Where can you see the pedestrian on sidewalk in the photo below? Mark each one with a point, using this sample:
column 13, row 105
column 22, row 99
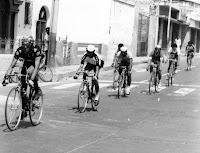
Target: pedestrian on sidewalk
column 178, row 43
column 115, row 56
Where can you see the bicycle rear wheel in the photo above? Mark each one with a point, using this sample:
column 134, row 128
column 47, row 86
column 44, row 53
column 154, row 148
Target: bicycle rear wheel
column 13, row 109
column 82, row 97
column 150, row 83
column 45, row 74
column 36, row 107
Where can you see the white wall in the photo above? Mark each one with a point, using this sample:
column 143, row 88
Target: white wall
column 122, row 27
column 25, row 30
column 84, row 20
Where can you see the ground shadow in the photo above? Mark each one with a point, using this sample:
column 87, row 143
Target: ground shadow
column 22, row 125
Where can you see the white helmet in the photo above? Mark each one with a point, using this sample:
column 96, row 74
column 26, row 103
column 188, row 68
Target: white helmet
column 123, row 49
column 90, row 48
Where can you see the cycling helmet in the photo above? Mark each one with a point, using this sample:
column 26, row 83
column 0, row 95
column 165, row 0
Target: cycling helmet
column 174, row 45
column 123, row 49
column 28, row 39
column 90, row 48
column 120, row 45
column 158, row 46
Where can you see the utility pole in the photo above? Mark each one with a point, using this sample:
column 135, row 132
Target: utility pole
column 168, row 26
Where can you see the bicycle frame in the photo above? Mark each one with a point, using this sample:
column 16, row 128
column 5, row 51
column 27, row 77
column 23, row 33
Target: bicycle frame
column 122, row 82
column 189, row 61
column 89, row 89
column 171, row 71
column 153, row 77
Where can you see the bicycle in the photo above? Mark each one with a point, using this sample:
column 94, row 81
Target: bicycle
column 44, row 73
column 153, row 81
column 16, row 70
column 189, row 61
column 170, row 77
column 17, row 104
column 87, row 93
column 122, row 81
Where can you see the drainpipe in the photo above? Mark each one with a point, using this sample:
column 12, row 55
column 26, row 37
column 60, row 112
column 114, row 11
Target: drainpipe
column 168, row 26
column 52, row 33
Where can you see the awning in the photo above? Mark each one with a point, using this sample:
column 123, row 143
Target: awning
column 173, row 20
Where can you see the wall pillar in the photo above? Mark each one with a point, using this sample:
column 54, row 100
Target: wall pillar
column 161, row 33
column 53, row 33
column 7, row 48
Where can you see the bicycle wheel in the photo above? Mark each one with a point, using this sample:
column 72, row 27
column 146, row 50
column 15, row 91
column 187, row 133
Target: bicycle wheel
column 36, row 108
column 13, row 109
column 82, row 97
column 45, row 74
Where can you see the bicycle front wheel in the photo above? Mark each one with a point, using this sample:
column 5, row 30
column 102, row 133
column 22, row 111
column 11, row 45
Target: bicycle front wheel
column 36, row 108
column 120, row 85
column 13, row 109
column 150, row 83
column 115, row 79
column 82, row 97
column 45, row 74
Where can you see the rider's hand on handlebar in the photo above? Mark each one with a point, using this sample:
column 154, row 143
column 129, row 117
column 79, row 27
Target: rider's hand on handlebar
column 76, row 76
column 31, row 82
column 5, row 80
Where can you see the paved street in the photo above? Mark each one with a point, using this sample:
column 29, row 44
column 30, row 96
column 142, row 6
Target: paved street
column 164, row 122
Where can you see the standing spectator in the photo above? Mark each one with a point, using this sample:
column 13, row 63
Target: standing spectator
column 46, row 45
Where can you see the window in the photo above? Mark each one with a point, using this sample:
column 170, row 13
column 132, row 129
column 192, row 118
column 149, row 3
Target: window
column 27, row 16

━━━━━━━━━━

Description of the task. In the listing above, find the line with "Where can you see the ground" and the line with "column 96, row 74", then print exactly those lines and every line between them.

Task response.
Where can you see the ground shadow in the photo above? Mark each one with a point, using this sample:
column 87, row 143
Target: ground shadow
column 22, row 125
Where can you see the white helmet in the photo above? Mark each one with a point, using this sample:
column 96, row 74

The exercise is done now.